Render the material between the lines holding "Keypoint placement rule: for each instance of the bus door, put" and "(1125, 169)", inclusive, as a Markdown table with the columns Row and Text, giving each line a row number and leaving out any blank lines.

* _DATASET ROWS_:
....................

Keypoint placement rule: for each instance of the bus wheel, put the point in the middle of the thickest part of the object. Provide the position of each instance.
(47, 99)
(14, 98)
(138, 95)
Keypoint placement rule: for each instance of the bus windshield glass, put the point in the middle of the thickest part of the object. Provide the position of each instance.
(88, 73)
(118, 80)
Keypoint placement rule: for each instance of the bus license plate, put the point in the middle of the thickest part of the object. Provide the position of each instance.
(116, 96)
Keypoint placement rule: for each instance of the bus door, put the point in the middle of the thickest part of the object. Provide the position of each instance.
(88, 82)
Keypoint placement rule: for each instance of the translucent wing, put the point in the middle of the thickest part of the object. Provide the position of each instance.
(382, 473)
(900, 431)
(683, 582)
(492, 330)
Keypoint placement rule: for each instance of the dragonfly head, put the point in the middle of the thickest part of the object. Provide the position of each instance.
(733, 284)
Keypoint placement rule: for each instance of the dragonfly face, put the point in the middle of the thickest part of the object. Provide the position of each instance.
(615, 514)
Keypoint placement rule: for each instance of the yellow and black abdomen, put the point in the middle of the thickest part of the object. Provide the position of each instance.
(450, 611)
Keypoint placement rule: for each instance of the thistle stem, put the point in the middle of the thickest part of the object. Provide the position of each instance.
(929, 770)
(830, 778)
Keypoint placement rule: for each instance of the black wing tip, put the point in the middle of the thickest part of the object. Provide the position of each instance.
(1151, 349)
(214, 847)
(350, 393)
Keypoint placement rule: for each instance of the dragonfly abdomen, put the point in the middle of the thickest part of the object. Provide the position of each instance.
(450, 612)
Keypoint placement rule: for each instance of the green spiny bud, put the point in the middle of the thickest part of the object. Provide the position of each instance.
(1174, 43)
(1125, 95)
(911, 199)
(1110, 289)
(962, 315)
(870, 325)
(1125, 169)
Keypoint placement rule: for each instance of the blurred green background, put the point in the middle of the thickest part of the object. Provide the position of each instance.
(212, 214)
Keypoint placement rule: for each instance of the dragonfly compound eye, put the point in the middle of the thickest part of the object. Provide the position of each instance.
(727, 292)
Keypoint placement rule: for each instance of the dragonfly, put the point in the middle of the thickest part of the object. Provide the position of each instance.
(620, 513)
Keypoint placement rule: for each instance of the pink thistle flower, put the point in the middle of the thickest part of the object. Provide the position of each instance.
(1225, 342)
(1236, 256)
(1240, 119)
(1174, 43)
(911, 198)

....................

* _FULL OUTPUT_:
| Row | Text |
|---|---|
| 1 | Keypoint placement rule: for each instance of the bus door, put the point in the middle of the thickest part of the object. Provide the position of each instance. |
| 2 | (88, 82) |
| 3 | Keypoint placement rule: for each instance of the translucent wing, put the point in the middle of the thickest part of the object. Provide the position of each instance. |
| 4 | (382, 473) |
| 5 | (900, 431) |
| 6 | (683, 582) |
| 7 | (492, 330) |
| 8 | Keypoint placement rule: for each instance of the dragonfly head, put the point in the middle of the thickest part of the object. Provide the position of each instance. |
| 9 | (733, 284) |
| 10 | Keypoint placement rule: for each instance of the dragonfly face, put the point in the middle of the thickest part of the object. Provide the position of each instance. |
| 11 | (615, 514) |
| 12 | Keypoint placement rule: for each instance of the yellow and black abdomen, put the point in the middle of the thickest part of the object. Provide the position of each instance. |
| 13 | (450, 611) |
| 14 | Keypoint placement rule: for each instance of the thistle stem, put the point in the middle of the thickest part of the object. Provide the position of each instance. |
| 15 | (929, 770) |
| 16 | (830, 778) |
| 17 | Keypoint placement rule: for each instance of the black wing tip, put the point in the middle of the thickest part of the object. Provide the position of each instance. |
| 18 | (1151, 349) |
| 19 | (214, 847) |
| 20 | (350, 393) |
| 21 | Keypoint placement rule: for each instance of the dragonfly abdomen, put the point in the middle of the thickest part of the object. Provide the position of each instance. |
| 22 | (450, 612) |
| 23 | Keypoint placement rule: for each instance of the green spiny bud, put the point in the middle of the thickest part of the object. Provide the position of each instance. |
| 24 | (1174, 43) |
| 25 | (1125, 95) |
| 26 | (911, 199) |
| 27 | (1110, 289) |
| 28 | (962, 315) |
| 29 | (870, 325) |
| 30 | (1125, 169) |